> **Work instructions**
Please return every line of the data below that contains the string "catcher", treating uppercase and lowercase as different.

Part of a data file:

+ + + + +

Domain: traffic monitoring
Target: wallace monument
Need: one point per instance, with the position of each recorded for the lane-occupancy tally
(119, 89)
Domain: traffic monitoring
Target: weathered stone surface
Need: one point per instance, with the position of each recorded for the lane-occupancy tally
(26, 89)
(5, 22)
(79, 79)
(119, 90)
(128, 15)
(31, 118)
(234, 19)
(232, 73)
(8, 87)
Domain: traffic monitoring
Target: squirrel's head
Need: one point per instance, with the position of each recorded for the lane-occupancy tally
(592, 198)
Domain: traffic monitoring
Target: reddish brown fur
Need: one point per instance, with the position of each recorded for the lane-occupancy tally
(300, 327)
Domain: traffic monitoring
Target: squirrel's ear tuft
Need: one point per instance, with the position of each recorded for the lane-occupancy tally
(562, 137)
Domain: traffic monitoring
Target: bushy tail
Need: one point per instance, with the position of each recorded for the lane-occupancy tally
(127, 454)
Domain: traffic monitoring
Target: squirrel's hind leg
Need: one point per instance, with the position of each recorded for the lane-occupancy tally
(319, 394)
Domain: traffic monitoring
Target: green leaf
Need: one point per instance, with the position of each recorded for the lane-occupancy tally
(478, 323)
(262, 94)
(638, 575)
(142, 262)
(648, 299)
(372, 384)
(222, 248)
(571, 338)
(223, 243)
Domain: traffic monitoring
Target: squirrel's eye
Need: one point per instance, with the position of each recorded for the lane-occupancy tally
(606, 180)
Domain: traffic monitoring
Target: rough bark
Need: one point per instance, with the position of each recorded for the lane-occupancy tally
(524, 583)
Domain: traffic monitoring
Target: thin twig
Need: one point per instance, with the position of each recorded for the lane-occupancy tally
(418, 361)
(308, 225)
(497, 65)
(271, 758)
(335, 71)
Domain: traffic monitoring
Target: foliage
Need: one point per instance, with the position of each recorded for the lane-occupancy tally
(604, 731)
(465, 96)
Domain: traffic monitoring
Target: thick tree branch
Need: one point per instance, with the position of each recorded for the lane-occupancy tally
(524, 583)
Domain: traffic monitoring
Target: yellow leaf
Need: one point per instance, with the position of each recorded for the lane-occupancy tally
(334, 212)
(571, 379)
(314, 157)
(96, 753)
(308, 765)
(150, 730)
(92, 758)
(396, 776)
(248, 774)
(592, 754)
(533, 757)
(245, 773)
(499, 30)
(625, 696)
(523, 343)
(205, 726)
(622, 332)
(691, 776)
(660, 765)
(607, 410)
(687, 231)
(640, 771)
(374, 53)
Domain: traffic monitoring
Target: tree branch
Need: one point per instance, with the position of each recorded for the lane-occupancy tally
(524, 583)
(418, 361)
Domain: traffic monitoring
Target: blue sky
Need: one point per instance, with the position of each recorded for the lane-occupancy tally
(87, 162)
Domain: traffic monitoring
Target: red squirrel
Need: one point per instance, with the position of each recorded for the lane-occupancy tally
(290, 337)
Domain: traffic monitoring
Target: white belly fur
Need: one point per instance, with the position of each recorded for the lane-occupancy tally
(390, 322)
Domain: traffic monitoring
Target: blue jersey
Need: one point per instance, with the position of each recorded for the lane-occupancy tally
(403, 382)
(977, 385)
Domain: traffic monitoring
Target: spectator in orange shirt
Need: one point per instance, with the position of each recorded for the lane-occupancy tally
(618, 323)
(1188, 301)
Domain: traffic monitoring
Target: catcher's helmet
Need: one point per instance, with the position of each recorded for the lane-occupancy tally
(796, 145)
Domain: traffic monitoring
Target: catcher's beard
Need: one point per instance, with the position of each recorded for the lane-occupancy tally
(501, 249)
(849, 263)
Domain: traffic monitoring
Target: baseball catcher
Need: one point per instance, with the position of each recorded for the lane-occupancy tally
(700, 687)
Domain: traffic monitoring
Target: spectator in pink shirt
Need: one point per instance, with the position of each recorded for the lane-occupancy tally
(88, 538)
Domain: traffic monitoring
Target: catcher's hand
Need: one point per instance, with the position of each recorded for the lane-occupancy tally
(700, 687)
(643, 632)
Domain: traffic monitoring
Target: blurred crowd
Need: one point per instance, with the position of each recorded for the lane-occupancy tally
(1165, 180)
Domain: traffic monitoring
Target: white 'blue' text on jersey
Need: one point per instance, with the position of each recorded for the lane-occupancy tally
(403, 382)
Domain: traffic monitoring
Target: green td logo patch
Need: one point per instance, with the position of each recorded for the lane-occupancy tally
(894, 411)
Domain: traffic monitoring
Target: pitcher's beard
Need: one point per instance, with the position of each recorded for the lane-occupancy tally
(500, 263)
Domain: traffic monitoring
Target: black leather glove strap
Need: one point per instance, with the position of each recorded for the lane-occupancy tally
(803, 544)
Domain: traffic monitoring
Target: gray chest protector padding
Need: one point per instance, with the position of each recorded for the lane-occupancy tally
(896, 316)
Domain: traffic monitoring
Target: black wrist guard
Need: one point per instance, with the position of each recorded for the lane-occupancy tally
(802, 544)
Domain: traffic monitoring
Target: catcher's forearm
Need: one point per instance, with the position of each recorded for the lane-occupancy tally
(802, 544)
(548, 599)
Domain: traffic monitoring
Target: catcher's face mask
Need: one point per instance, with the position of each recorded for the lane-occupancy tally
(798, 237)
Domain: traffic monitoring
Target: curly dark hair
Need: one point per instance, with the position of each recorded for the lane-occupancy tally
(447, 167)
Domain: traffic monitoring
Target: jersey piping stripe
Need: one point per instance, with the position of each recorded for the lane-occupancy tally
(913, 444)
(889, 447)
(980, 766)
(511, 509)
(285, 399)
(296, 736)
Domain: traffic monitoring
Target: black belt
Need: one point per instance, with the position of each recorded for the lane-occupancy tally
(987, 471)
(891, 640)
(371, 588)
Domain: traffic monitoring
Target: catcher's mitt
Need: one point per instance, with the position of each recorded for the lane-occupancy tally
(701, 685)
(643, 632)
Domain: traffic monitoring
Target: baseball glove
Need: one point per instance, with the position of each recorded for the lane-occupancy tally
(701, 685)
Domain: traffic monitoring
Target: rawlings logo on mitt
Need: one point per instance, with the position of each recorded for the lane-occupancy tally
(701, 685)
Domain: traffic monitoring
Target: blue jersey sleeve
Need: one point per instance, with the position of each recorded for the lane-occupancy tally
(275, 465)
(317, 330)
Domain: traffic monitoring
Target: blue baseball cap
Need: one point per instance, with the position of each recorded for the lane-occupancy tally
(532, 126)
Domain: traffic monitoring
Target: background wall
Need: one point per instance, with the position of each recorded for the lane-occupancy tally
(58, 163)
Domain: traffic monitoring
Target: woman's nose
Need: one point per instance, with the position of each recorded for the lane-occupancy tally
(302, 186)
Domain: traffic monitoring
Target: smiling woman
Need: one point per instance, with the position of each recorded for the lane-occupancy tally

+ + + + +

> **Exercise response**
Target: catcher's helmet
Target: catcher's beard
Target: baseball catcher
Target: catcher's hand
Target: catcher's forearm
Target: catcher's face mask
Target: catcher's mitt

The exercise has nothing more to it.